● **Supplied entries**:
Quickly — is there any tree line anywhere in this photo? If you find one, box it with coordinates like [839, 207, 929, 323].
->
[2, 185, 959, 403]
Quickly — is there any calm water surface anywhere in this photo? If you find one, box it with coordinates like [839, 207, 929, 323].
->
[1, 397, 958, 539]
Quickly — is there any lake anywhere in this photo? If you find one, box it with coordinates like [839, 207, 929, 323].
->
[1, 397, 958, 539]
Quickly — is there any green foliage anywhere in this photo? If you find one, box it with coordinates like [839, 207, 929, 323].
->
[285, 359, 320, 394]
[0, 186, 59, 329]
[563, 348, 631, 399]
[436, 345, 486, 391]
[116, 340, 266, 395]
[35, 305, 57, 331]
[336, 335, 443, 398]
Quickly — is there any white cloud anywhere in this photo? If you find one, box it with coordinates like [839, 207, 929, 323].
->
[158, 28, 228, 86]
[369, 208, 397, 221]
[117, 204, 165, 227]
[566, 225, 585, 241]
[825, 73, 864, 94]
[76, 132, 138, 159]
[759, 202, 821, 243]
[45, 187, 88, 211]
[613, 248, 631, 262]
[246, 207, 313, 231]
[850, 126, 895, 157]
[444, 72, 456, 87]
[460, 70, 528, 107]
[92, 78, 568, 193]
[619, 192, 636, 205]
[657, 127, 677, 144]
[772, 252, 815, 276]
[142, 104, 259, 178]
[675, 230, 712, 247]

● **What to do**:
Write out every entry above exactly as given.

● **Answer to this task**:
Quickly — is there any tree line anywhere in this photo? If you find one, box it with coordinates like [839, 207, 929, 323].
->
[2, 185, 959, 403]
Quickly — is there any calm water surface anywhere in this photo? If you find one, box it with coordinates like [839, 207, 929, 323].
->
[1, 397, 958, 539]
Quickly — is there any lake anywhere in this photo? If you find one, box it with coordinates like [839, 207, 929, 323].
->
[1, 397, 958, 539]
Quickly — is there any green foliage anywhere in this photo? If you find one, box it with coordinates like [839, 207, 929, 323].
->
[285, 359, 320, 394]
[0, 186, 59, 329]
[563, 348, 631, 399]
[436, 345, 486, 391]
[116, 340, 266, 395]
[35, 305, 57, 331]
[336, 335, 443, 398]
Quickly — is there any white cloud anywhere in this photo? If you find one, box it with coordinates like [839, 207, 929, 323].
->
[158, 28, 228, 86]
[369, 208, 397, 221]
[117, 204, 165, 227]
[566, 225, 585, 241]
[825, 73, 864, 94]
[76, 132, 138, 159]
[759, 202, 821, 243]
[45, 187, 88, 211]
[613, 248, 631, 262]
[246, 207, 313, 231]
[850, 126, 895, 157]
[444, 72, 456, 87]
[460, 70, 528, 107]
[92, 78, 568, 193]
[619, 192, 636, 205]
[657, 127, 677, 144]
[772, 252, 815, 276]
[142, 104, 259, 178]
[675, 230, 712, 247]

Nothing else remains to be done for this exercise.